━━━ Listed entries ━━━

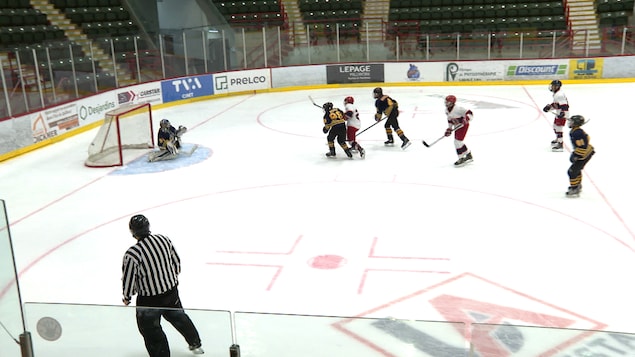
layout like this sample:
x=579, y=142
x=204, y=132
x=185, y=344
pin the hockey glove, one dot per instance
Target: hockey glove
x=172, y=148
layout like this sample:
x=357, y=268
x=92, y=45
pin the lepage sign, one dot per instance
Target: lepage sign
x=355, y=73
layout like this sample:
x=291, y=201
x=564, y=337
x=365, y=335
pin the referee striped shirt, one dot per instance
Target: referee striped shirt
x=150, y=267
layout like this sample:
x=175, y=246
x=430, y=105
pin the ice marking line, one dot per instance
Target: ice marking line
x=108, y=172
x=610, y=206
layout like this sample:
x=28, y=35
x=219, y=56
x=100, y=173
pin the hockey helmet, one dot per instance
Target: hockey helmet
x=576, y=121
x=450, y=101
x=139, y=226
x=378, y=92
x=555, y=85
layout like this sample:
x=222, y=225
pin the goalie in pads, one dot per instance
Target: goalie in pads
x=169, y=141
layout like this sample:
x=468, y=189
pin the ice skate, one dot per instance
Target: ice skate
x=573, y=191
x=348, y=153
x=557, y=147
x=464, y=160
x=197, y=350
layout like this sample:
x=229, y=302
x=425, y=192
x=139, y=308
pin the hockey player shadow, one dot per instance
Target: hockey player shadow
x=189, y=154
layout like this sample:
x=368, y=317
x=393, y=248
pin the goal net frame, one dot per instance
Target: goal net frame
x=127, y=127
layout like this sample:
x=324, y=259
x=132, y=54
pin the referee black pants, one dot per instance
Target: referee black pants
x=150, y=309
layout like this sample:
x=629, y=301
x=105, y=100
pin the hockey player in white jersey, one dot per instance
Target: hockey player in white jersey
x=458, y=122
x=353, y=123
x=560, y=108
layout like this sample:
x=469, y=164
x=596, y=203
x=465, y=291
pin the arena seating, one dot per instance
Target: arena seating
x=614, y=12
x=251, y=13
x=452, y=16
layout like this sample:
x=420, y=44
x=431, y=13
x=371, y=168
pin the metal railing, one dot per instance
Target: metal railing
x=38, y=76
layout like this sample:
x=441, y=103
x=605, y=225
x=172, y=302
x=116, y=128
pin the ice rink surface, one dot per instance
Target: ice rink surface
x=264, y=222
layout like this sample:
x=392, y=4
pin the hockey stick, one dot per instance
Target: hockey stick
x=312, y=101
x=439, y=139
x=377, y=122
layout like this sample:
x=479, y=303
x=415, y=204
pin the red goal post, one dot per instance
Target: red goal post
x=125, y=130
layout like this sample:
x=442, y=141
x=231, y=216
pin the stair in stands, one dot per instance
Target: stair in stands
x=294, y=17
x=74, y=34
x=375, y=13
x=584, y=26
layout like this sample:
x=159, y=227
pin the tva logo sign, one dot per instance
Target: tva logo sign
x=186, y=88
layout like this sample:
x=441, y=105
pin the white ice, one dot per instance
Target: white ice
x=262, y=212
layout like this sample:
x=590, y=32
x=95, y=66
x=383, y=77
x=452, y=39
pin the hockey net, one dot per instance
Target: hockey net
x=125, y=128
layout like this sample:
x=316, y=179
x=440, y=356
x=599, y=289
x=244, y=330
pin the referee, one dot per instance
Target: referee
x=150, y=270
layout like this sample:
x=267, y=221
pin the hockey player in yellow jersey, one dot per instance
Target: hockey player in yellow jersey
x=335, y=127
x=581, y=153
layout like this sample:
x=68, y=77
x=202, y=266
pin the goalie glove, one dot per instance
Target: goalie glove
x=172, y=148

━━━

## Written problem
Recast all of the records above as a numbered list, omitting any blank lines and leaving the picture out of your answer.

## Worked solution
1. layout like this sample:
2. x=579, y=142
3. x=204, y=132
4. x=185, y=344
5. pin the hockey glove, one dot per instance
6. Target: hockey glove
7. x=172, y=148
8. layout like this sample:
9. x=357, y=268
10. x=92, y=45
11. pin the lepage sign, one dot per instance
12. Target: lepage sign
13. x=355, y=73
14. layout like this sample:
15. x=291, y=201
16. x=564, y=337
17. x=365, y=335
18. pin the referee striped shirt, one dot per instance
19. Target: referee striped shirt
20. x=150, y=267
21. layout like this sample:
22. x=175, y=246
23. x=430, y=105
24. pin the ice marking line, one dot per instance
25. Target: ice marking line
26. x=108, y=172
27. x=610, y=206
28. layout like this sample:
29. x=28, y=35
30. x=219, y=56
31. x=100, y=173
32. pin the hockey helmet, one dot per instance
33. Target: hockey helmet
34. x=576, y=121
35. x=450, y=101
36. x=139, y=226
37. x=378, y=92
38. x=555, y=85
39. layout like this sample:
40. x=222, y=225
41. pin the goalie in pads, one dot per instance
42. Target: goalie in pads
43. x=169, y=141
44. layout like this sample:
45. x=468, y=189
46. pin the ice skate, one dot per instance
47. Target: ice skate
48. x=573, y=191
49. x=348, y=153
50. x=557, y=147
51. x=464, y=160
52. x=197, y=350
53. layout like this sample:
54. x=229, y=302
55. x=425, y=192
56. x=139, y=308
57. pin the hockey player shadow, one dot per instance
58. Target: hockey player shadow
59. x=189, y=154
60. layout like this sample:
61. x=368, y=317
62. x=393, y=248
63. pin the goal net frame, one dot per instance
64. Target: goal net frame
65. x=127, y=127
66. layout like this sample:
67. x=324, y=259
68. x=132, y=54
69. pin the referee black pants, one dot per instance
70. Target: referee black pants
71. x=150, y=309
72. layout like this sample:
73. x=629, y=301
74. x=105, y=100
75. pin the hockey player in white jersey, one dot per instance
76. Target: hockey player in white jersey
77. x=458, y=122
78. x=353, y=123
79. x=560, y=108
80. layout like this sample:
81. x=469, y=164
82. x=596, y=203
83. x=465, y=291
84. pin the arena seating, one dot per instance
85. Target: arena seating
86. x=614, y=12
87. x=251, y=13
88. x=452, y=16
89. layout like this sample:
90. x=420, y=44
91. x=431, y=13
92. x=371, y=168
93. pin the metal railing, one dot per instance
94. Target: metal railing
95. x=38, y=76
96. layout like this sample:
97. x=441, y=103
98. x=605, y=225
99. x=172, y=302
100. x=116, y=128
101. pin the ice rink surface, one dot per instance
102. Target: ice rink surface
103. x=264, y=222
104. layout like this sample:
105. x=392, y=4
106. pin the hockey stick, one dot per instance
107. Target: hockey stick
108. x=312, y=101
109. x=439, y=139
110. x=377, y=122
111. layout like this sample:
112. x=479, y=303
113. x=415, y=204
114. pin the red goal post, one dot per instance
115. Target: red goal post
116. x=125, y=130
117. layout like this sample:
118. x=442, y=141
119. x=231, y=216
120. pin the stair in stands, one dot per instance
121. Target: stair in stands
122. x=294, y=17
123. x=74, y=34
124. x=375, y=13
125. x=584, y=26
126. layout like this sample:
127. x=159, y=227
128. pin the tva logo sign, one dot per instance
129. Target: tva logo sign
130. x=186, y=88
131. layout like this sample:
132. x=441, y=105
133. pin the white ice, one dot per instance
134. Target: white ice
135. x=262, y=212
136. layout like this sample:
137. x=590, y=32
138. x=95, y=66
139. x=383, y=77
140. x=452, y=39
141. pin the hockey net, one dot per instance
142. Target: hockey net
143. x=125, y=128
144. layout like this sample:
145. x=316, y=179
146. x=440, y=356
147. x=599, y=289
148. x=244, y=330
149. pin the referee, one dot per instance
150. Target: referee
151. x=150, y=270
152. layout like this sample:
153. x=267, y=221
154. pin the hockey player in yellow jersey, one dot per instance
155. Target: hockey player in yellow jersey
156. x=335, y=127
157. x=581, y=153
158. layout like this sample:
159. x=68, y=77
160. x=202, y=266
161. pin the goalie glove, one dot per instance
162. Target: goalie glove
163. x=172, y=148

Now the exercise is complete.